[Listing of labeled points]
╔══

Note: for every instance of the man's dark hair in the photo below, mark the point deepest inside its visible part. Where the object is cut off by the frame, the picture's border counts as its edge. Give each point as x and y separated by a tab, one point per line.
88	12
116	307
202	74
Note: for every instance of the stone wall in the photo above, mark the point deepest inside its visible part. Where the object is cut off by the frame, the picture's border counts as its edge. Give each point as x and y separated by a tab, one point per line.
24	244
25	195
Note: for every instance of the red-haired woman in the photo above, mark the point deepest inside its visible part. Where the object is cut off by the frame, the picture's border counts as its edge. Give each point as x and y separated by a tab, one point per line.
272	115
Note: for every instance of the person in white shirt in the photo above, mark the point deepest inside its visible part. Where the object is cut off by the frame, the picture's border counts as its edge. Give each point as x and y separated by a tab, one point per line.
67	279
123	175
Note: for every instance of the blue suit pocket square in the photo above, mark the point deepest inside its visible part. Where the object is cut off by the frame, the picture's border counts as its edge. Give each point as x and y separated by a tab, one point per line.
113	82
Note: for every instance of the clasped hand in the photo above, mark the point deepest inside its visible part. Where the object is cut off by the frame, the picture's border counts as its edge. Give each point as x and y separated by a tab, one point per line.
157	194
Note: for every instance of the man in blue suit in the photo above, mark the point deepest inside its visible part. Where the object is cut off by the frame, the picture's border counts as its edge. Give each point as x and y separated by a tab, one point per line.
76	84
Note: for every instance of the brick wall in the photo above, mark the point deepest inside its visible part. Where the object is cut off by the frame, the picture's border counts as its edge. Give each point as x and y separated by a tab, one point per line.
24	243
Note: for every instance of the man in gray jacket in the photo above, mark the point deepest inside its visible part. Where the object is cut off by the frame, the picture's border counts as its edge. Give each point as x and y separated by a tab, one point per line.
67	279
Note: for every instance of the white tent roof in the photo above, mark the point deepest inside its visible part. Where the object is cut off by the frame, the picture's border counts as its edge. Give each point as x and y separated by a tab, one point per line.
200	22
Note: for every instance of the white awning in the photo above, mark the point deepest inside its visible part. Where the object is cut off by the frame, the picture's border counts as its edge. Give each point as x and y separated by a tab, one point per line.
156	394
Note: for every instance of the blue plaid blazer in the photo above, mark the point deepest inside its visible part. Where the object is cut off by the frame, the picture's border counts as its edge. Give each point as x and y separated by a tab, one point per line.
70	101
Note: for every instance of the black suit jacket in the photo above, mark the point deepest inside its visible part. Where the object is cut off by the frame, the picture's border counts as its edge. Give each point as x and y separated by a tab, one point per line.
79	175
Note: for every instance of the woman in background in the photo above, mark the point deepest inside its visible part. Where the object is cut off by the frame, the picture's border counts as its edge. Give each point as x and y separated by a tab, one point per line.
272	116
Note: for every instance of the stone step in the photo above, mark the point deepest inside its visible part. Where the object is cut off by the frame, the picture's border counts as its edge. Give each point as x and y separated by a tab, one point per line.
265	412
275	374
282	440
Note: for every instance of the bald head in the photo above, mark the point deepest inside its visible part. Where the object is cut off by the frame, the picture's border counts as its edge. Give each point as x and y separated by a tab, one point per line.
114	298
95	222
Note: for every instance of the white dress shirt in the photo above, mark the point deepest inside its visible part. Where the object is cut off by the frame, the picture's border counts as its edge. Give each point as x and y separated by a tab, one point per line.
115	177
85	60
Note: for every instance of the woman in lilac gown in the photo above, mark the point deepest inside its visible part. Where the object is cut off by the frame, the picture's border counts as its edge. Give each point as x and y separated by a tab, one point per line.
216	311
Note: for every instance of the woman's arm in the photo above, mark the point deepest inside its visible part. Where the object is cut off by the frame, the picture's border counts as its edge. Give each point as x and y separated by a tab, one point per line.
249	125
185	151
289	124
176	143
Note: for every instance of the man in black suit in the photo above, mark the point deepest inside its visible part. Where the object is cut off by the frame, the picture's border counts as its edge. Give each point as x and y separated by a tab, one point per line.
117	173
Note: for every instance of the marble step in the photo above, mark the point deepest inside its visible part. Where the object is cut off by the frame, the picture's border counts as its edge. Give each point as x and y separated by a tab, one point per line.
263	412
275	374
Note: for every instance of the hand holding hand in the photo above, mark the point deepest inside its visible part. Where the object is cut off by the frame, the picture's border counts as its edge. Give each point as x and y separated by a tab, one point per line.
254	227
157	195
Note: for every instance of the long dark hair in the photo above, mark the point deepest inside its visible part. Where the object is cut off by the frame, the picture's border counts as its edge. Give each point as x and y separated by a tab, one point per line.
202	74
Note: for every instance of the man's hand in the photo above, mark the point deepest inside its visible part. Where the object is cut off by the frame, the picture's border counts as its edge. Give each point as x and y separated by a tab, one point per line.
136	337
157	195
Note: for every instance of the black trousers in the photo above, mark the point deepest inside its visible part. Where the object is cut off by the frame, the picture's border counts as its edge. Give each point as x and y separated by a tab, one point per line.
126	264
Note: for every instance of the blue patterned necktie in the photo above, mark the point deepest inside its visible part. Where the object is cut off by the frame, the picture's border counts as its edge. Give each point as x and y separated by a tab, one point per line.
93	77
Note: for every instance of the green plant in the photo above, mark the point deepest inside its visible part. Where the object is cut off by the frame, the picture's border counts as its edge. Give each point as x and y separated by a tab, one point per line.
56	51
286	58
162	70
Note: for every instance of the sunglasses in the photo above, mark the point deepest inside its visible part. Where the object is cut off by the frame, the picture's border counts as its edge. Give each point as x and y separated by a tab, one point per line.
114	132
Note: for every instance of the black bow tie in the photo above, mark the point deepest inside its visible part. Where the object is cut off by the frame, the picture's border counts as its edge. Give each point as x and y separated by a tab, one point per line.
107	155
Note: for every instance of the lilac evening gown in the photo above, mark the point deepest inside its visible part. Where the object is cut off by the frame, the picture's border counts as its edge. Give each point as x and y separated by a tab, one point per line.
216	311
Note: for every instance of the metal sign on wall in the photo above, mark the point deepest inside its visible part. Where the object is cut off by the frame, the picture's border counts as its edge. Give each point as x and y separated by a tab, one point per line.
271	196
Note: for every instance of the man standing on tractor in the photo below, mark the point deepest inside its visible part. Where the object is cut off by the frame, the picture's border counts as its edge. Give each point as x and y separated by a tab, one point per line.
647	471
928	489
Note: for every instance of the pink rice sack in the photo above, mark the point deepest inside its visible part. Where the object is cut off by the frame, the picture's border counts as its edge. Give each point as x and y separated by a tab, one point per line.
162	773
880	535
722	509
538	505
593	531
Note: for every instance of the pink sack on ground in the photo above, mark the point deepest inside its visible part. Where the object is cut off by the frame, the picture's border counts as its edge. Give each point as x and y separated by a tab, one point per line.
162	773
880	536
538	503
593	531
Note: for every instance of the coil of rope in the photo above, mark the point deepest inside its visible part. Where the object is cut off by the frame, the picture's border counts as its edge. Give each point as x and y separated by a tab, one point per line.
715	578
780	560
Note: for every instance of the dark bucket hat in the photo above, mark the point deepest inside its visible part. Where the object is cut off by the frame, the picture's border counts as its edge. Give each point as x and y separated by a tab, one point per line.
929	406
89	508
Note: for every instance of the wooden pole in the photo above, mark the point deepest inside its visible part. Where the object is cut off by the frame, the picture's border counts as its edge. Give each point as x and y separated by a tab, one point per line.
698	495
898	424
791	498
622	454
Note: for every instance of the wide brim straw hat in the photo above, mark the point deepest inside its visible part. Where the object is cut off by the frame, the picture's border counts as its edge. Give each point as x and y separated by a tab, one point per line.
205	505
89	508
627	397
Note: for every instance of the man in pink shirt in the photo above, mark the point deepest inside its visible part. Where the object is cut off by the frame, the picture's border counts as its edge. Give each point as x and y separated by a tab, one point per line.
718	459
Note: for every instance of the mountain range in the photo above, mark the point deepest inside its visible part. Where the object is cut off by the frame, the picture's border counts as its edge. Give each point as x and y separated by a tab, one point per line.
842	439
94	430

╚══

## Directions
Starting at the line that has "Note: for every instance of the mountain" and going through the end of the listing, write those lines out again with "mountain range" switched to "ridge line" and nothing else changed.

## Solution below
Note: for every instance of the ridge line in the photo above, mark the point deepest inside its visible part. Where the object is cut off by the frame, the picture's border counts as its edge. Give each point as x and y separated by a tab, one point per line.
842	439
94	430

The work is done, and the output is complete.